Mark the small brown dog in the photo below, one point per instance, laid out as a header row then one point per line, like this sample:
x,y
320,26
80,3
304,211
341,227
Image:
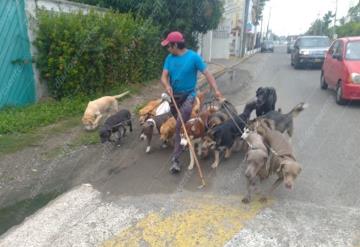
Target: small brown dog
x,y
99,108
148,110
282,159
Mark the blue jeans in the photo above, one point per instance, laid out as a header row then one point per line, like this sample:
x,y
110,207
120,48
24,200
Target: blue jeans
x,y
185,105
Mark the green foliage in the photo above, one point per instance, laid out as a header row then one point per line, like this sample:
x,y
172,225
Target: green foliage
x,y
322,26
188,16
354,13
82,54
23,120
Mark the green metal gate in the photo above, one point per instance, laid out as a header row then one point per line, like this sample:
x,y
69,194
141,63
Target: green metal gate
x,y
17,86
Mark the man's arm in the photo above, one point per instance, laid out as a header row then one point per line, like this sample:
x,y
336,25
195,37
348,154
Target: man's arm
x,y
212,82
165,82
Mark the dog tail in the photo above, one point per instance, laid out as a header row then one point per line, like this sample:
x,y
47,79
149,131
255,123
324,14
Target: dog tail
x,y
121,95
298,108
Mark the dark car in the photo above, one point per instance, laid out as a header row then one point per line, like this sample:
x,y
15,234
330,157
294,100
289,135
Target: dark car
x,y
290,46
309,50
267,45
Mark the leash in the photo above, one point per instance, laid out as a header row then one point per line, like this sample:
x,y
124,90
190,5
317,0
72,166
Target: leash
x,y
237,126
203,184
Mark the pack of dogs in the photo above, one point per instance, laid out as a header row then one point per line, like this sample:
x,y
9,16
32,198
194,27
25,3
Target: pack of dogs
x,y
214,129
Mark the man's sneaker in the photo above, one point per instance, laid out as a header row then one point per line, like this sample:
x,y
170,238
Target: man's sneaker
x,y
175,167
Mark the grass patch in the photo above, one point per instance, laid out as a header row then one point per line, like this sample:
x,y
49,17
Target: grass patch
x,y
86,138
28,126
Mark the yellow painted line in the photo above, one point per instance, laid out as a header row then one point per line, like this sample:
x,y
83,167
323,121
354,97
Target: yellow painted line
x,y
206,223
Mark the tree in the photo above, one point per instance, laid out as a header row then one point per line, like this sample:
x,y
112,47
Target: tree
x,y
191,17
322,26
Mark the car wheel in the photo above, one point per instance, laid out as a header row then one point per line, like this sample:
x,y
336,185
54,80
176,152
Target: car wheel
x,y
323,84
339,94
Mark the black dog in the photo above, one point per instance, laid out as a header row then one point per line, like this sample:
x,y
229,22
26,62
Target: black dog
x,y
265,101
115,123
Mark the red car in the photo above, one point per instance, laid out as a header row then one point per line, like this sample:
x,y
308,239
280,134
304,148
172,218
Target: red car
x,y
341,69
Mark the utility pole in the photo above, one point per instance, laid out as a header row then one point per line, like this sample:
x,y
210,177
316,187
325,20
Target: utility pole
x,y
334,29
246,13
262,20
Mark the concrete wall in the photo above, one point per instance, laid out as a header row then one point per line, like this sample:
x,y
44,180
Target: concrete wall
x,y
54,5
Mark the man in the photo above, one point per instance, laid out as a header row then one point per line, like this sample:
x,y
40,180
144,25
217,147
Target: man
x,y
179,78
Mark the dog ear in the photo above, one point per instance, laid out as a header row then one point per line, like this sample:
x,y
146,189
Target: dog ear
x,y
269,124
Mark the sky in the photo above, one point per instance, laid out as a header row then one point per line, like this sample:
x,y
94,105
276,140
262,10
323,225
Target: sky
x,y
295,16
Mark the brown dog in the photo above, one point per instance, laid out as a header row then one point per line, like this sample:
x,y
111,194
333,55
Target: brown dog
x,y
282,159
167,130
99,108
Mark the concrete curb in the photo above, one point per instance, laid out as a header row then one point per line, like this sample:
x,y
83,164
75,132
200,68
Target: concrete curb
x,y
223,69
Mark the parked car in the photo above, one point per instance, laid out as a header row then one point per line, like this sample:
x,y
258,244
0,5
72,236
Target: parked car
x,y
309,50
290,46
267,45
341,69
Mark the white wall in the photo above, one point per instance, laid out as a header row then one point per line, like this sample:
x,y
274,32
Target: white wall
x,y
54,5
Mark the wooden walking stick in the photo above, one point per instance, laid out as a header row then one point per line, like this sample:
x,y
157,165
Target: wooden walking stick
x,y
190,144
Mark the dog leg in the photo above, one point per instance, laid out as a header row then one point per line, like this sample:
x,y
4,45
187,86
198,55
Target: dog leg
x,y
148,137
250,186
273,187
217,159
130,125
97,120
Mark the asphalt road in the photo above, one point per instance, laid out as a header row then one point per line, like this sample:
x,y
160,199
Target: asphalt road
x,y
134,201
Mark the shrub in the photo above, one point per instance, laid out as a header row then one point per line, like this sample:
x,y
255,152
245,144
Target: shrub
x,y
83,54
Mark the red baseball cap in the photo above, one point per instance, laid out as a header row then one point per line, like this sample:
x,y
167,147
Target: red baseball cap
x,y
173,37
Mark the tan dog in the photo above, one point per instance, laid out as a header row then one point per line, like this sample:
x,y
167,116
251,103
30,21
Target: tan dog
x,y
99,108
282,160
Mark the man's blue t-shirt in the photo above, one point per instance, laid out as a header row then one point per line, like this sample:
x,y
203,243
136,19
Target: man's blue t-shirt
x,y
183,71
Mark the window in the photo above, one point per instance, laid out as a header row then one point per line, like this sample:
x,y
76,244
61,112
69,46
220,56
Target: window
x,y
314,42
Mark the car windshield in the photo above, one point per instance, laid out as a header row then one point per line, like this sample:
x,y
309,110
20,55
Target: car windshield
x,y
314,42
353,50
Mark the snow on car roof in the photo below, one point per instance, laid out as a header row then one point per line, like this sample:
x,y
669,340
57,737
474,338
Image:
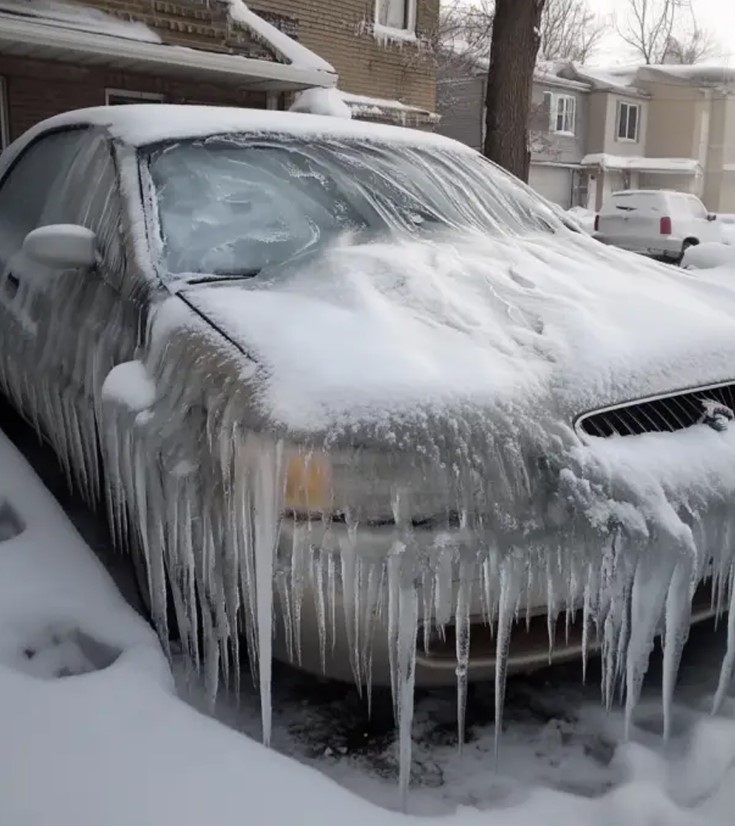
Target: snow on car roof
x,y
146,123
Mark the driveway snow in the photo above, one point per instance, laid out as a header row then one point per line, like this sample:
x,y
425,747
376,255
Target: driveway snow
x,y
92,731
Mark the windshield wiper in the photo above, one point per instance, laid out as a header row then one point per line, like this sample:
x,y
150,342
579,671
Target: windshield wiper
x,y
225,276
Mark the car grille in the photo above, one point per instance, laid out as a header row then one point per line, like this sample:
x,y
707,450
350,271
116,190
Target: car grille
x,y
712,405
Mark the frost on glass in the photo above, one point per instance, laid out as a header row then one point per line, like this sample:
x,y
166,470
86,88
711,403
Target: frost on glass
x,y
355,446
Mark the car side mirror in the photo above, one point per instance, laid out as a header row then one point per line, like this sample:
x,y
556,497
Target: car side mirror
x,y
62,246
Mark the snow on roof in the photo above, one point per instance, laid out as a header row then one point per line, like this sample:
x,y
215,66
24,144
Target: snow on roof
x,y
321,102
287,47
365,105
146,123
641,164
69,15
612,78
706,75
55,17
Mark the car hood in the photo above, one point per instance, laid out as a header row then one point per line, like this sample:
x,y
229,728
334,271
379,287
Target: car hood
x,y
553,323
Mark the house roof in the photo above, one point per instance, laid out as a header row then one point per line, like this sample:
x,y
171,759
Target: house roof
x,y
673,166
147,123
371,108
619,79
63,30
697,74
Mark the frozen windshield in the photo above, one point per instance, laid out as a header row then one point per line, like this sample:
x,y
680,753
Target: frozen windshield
x,y
234,205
+++++
Set task
Format every line of the rows above as a two-column Markdown table headed Number and Line, numbering each line in order and skipping blank lines. Leave the pictures out of the table.

The output
| Number | Line |
|---|---|
| 1 | Mark the small brown dog in the photo below, one point per instance, laid out as a header row then one point per line, like this sample: |
| 2 | x,y |
| 3 | 320,26 |
| 4 | 80,3 |
| 5 | 304,211 |
| 6 | 341,227 |
| 7 | Image: |
| 8 | Target: small brown dog |
| 9 | x,y |
| 10 | 99,108 |
| 11 | 148,110 |
| 12 | 282,159 |
| 13 | Mark the blue jeans in the photo above, one point per instance, laid out as a header row then one point per line, like this sample: |
| 14 | x,y |
| 15 | 110,207 |
| 16 | 120,48 |
| 17 | 24,200 |
| 18 | Target: blue jeans |
| 19 | x,y |
| 20 | 185,105 |
| 21 | Mark the green foliage in the photo above, one point per instance, laid out as a header row then one point per line, like this sample: |
| 22 | x,y |
| 23 | 172,225 |
| 24 | Target: green foliage |
| 25 | x,y |
| 26 | 322,26 |
| 27 | 188,16 |
| 28 | 354,13 |
| 29 | 82,54 |
| 30 | 23,120 |
| 31 | Mark the green metal gate in the photo above, one point per instance, laid out as a header row then one point per line, like this sample: |
| 32 | x,y |
| 33 | 69,194 |
| 34 | 141,63 |
| 35 | Target: green metal gate |
| 36 | x,y |
| 37 | 17,86 |
| 38 | Mark the man's arm in the photo above, one point per instance, laid out as a header row then one point per line, like this sample: |
| 39 | x,y |
| 40 | 336,25 |
| 41 | 195,37 |
| 42 | 348,154 |
| 43 | Target: man's arm |
| 44 | x,y |
| 45 | 212,82 |
| 46 | 165,82 |
| 47 | Mark the dog tail in the photo above, one point per instance, laid out as a header row then one point per line, like this sample: |
| 48 | x,y |
| 49 | 47,79 |
| 50 | 149,131 |
| 51 | 255,123 |
| 52 | 324,14 |
| 53 | Target: dog tail |
| 54 | x,y |
| 55 | 121,95 |
| 56 | 298,108 |
| 57 | Mark the dark car in the photo above, one point per instance, laid out as a header row then one point per line, like this sample: |
| 58 | x,y |
| 59 | 15,234 |
| 60 | 330,157 |
| 61 | 294,100 |
| 62 | 289,135 |
| 63 | Target: dark car |
| 64 | x,y |
| 65 | 290,46 |
| 66 | 309,50 |
| 67 | 267,45 |
| 68 | Mark the leash in the photo above, one point per instance, laid out as a header row then one point per line, like this sample: |
| 69 | x,y |
| 70 | 124,90 |
| 71 | 190,5 |
| 72 | 317,0 |
| 73 | 72,166 |
| 74 | Target: leash |
| 75 | x,y |
| 76 | 237,126 |
| 77 | 203,184 |
| 78 | Mark the pack of dogs in the photo above, one point per instance, laid out as a header row then one point per line, like this sample: |
| 79 | x,y |
| 80 | 9,16 |
| 81 | 32,198 |
| 82 | 194,27 |
| 83 | 25,3 |
| 84 | Target: pack of dogs |
| 85 | x,y |
| 86 | 214,129 |
| 87 | Mark the man's sneaker in the photo above, one point per instance, laid out as a header row then one point per line, like this sample: |
| 88 | x,y |
| 89 | 170,238 |
| 90 | Target: man's sneaker |
| 91 | x,y |
| 92 | 175,167 |
| 93 | Mark the grass patch in the photo above, one point per instance, laid out as a header row then one point per line, like this sample: |
| 94 | x,y |
| 95 | 49,17 |
| 96 | Target: grass patch |
| 97 | x,y |
| 98 | 86,138 |
| 99 | 28,126 |
| 100 | Mark the yellow painted line in the photo above, one point per instance, laid out as a header row then one point per line, like this sample: |
| 101 | x,y |
| 102 | 83,167 |
| 103 | 323,121 |
| 104 | 354,97 |
| 105 | Target: yellow painted line |
| 106 | x,y |
| 107 | 206,223 |
| 108 | Mark the tree in the photo above, one point per instance, laid out as a header row then one point per line, like this sample: |
| 109 | x,y |
| 110 | 112,47 |
| 111 | Target: tree |
| 112 | x,y |
| 113 | 191,17 |
| 114 | 322,26 |
| 115 | Mark the car wheel in the photo above, one point per instance, laid out as a header row then one point per line, like this sample: |
| 116 | x,y |
| 117 | 336,185 |
| 118 | 54,80 |
| 119 | 176,152 |
| 120 | Target: car wheel |
| 121 | x,y |
| 122 | 323,84 |
| 123 | 339,94 |
| 124 | Mark the black dog in the photo above, one point per instance, laid out as a header row then one point per line, like this sample: |
| 125 | x,y |
| 126 | 229,22 |
| 127 | 26,62 |
| 128 | Target: black dog |
| 129 | x,y |
| 130 | 265,101 |
| 131 | 115,123 |
| 132 | Mark the red car in the photo above, one point per instance, laid out as a header row then one point per line, like this sample: |
| 133 | x,y |
| 134 | 308,239 |
| 135 | 280,134 |
| 136 | 304,148 |
| 137 | 172,218 |
| 138 | Target: red car |
| 139 | x,y |
| 140 | 341,69 |
| 141 | Mark the utility pole in the photo above, one point per instance, laid out as a header row then one point per line, like this sample: |
| 142 | x,y |
| 143 | 210,177 |
| 144 | 316,187 |
| 145 | 325,20 |
| 146 | Target: utility pole |
| 147 | x,y |
| 148 | 334,29 |
| 149 | 246,13 |
| 150 | 262,20 |
| 151 | Mark the concrete wall in the photo above, one point per instance, laid out as a header row then one point per line, like this sample: |
| 152 | x,y |
| 153 | 44,180 |
| 154 | Target: concrete wall |
| 155 | x,y |
| 156 | 54,5 |
| 157 | Mark the man in the photo above, one point per instance, laid out as a header row then one point per line, like this sample: |
| 158 | x,y |
| 159 | 40,180 |
| 160 | 144,25 |
| 161 | 217,147 |
| 162 | Target: man |
| 163 | x,y |
| 164 | 179,78 |
| 165 | Mark the dog ear in the photo above, one point per instance, laid out as a header row then one point per line, like this sample: |
| 166 | x,y |
| 167 | 146,189 |
| 168 | Target: dog ear |
| 169 | x,y |
| 170 | 269,124 |
| 171 | Mark the sky in the photo above, one point per instance, laid out as a header row then one point per line, like this sample: |
| 172 | x,y |
| 173 | 94,105 |
| 174 | 276,140 |
| 175 | 262,10 |
| 176 | 323,225 |
| 177 | Target: sky |
| 178 | x,y |
| 179 | 295,16 |
| 180 | Mark the brown dog in the photo above, one point per instance, laid out as a header row then one point per line, like this sample: |
| 181 | x,y |
| 182 | 111,194 |
| 183 | 333,55 |
| 184 | Target: brown dog |
| 185 | x,y |
| 186 | 282,159 |
| 187 | 167,130 |
| 188 | 99,108 |
| 189 | Mark the concrete curb in the photo above, one point per instance, laid out as a header row then one point per line, like this sample: |
| 190 | x,y |
| 191 | 83,164 |
| 192 | 75,132 |
| 193 | 200,68 |
| 194 | Target: concrete curb |
| 195 | x,y |
| 196 | 223,69 |
| 197 | Mark the parked car in the photo above, one point per instance, laid out as a header row then one point per line, like this sample: |
| 198 | x,y |
| 199 | 258,244 |
| 200 | 0,5 |
| 201 | 72,236 |
| 202 | Target: parked car |
| 203 | x,y |
| 204 | 309,50 |
| 205 | 290,46 |
| 206 | 267,45 |
| 207 | 341,69 |
| 208 | Mark the white wall in the photo above, one point per instance, laid out as a header row then one point per line, like this sample: |
| 209 | x,y |
| 210 | 274,32 |
| 211 | Target: white wall |
| 212 | x,y |
| 213 | 54,5 |
| 214 | Mark the wooden walking stick in the photo above, one point per instance, laid out as a header row then one point per line, like this sample: |
| 215 | x,y |
| 216 | 157,165 |
| 217 | Target: wooden walking stick |
| 218 | x,y |
| 219 | 190,144 |
| 220 | Mark the dog leg in the photo above, one point per instance, laid out as a header row then one point per line, like this sample: |
| 221 | x,y |
| 222 | 4,45 |
| 223 | 187,86 |
| 224 | 198,55 |
| 225 | Target: dog leg |
| 226 | x,y |
| 227 | 148,137 |
| 228 | 250,186 |
| 229 | 273,187 |
| 230 | 217,159 |
| 231 | 130,125 |
| 232 | 97,120 |
| 233 | Mark the asphalt road in the photo above, one point per instance, laid out as a header row then one point per line, like this sample: |
| 234 | x,y |
| 235 | 160,199 |
| 236 | Target: asphalt road |
| 237 | x,y |
| 238 | 134,201 |
| 239 | Mark the shrub in the photo above, one point per instance, laid out as a header row then one point per line, like this sample: |
| 240 | x,y |
| 241 | 255,152 |
| 242 | 245,144 |
| 243 | Target: shrub |
| 244 | x,y |
| 245 | 83,54 |
| 246 | Mark the red baseball cap in the photo above, one point per instance, laid out as a header row then one point per line, like this sample: |
| 247 | x,y |
| 248 | 167,147 |
| 249 | Target: red baseball cap |
| 250 | x,y |
| 251 | 173,37 |
| 252 | Mark the tan dog in the photo above, one point per instance, laid out as a header row then one point per line, like this sample: |
| 253 | x,y |
| 254 | 167,116 |
| 255 | 251,103 |
| 256 | 30,21 |
| 257 | Target: tan dog |
| 258 | x,y |
| 259 | 99,108 |
| 260 | 282,160 |
| 261 | Mark the man's blue t-shirt in the photo above, one point per instance, laid out as a header row then one point per line, like this sample: |
| 262 | x,y |
| 263 | 203,243 |
| 264 | 136,19 |
| 265 | Target: man's blue t-shirt |
| 266 | x,y |
| 267 | 183,71 |
| 268 | Mark the window in the photo above, one point per instance, laid out as a header row then one point per line, like this sample: |
| 269 | x,y |
| 270 | 76,244 |
| 271 | 61,112 |
| 272 | 69,46 |
| 273 | 220,56 |
| 274 | Target: window |
| 275 | x,y |
| 276 | 314,42 |
| 277 | Mark the car windshield in the photo above, one point per instance, laid out as a header row then one point per line, like this sample: |
| 278 | x,y |
| 279 | 309,110 |
| 280 | 20,55 |
| 281 | Target: car windshield |
| 282 | x,y |
| 283 | 314,42 |
| 284 | 353,50 |
| 285 | Mark the snow on car roof in the photo below, one point per instance, laid out as a header row then one point per line, like this sample: |
| 286 | x,y |
| 287 | 669,340 |
| 288 | 57,737 |
| 289 | 474,338 |
| 290 | Image: |
| 291 | Target: snow on car roof |
| 292 | x,y |
| 293 | 146,123 |
| 294 | Mark the driveway snow in the photo above, one point per instance, laid out as a header row then one point per line, like this sample: |
| 295 | x,y |
| 296 | 425,747 |
| 297 | 376,255 |
| 298 | Target: driveway snow |
| 299 | x,y |
| 300 | 92,731 |
| 301 | Mark the windshield wiper in the photo above, one point per instance, laid out as a header row then one point per line, like this sample: |
| 302 | x,y |
| 303 | 150,342 |
| 304 | 579,671 |
| 305 | Target: windshield wiper |
| 306 | x,y |
| 307 | 225,276 |
| 308 | Mark the car grille in the photo above, one point per instance, laid out as a header row then one point per line, like this sample: |
| 309 | x,y |
| 310 | 707,450 |
| 311 | 350,271 |
| 312 | 116,190 |
| 313 | Target: car grille |
| 314 | x,y |
| 315 | 712,405 |
| 316 | Mark the frost on glass in the photo above, one point per instance, laid out as a header row then one point per line, like this sample: |
| 317 | x,y |
| 318 | 166,470 |
| 319 | 86,88 |
| 320 | 711,403 |
| 321 | Target: frost on glass |
| 322 | x,y |
| 323 | 355,446 |
| 324 | Mark the car side mirror in the photo above, one point per instance, laid out as a header row then one point per line, like this sample: |
| 325 | x,y |
| 326 | 556,497 |
| 327 | Target: car side mirror |
| 328 | x,y |
| 329 | 62,246 |
| 330 | Mark the snow on roof in the photo above, one point per instance, laid out as a header row then one point per line, like this sample: |
| 331 | x,y |
| 332 | 215,66 |
| 333 | 24,144 |
| 334 | Target: snow on roof |
| 335 | x,y |
| 336 | 321,102 |
| 337 | 287,47 |
| 338 | 365,105 |
| 339 | 146,123 |
| 340 | 641,164 |
| 341 | 69,15 |
| 342 | 612,78 |
| 343 | 706,75 |
| 344 | 55,17 |
| 345 | Mark the car hood in the photo above, one point per instance, laid out as a header row then one point per line, like this sample: |
| 346 | x,y |
| 347 | 229,728 |
| 348 | 334,271 |
| 349 | 379,287 |
| 350 | Target: car hood |
| 351 | x,y |
| 352 | 553,323 |
| 353 | Mark the house roof in the photo above, one point per instance, laid out as a header row then one point per line, like this sample: |
| 354 | x,y |
| 355 | 171,759 |
| 356 | Target: house roof |
| 357 | x,y |
| 358 | 673,166 |
| 359 | 147,123 |
| 360 | 371,108 |
| 361 | 619,79 |
| 362 | 63,30 |
| 363 | 697,74 |
| 364 | Mark the frozen windshield in the photo above, one point per instance, laid out as a header row then one point per line, like this sample: |
| 365 | x,y |
| 366 | 680,753 |
| 367 | Target: frozen windshield |
| 368 | x,y |
| 369 | 234,205 |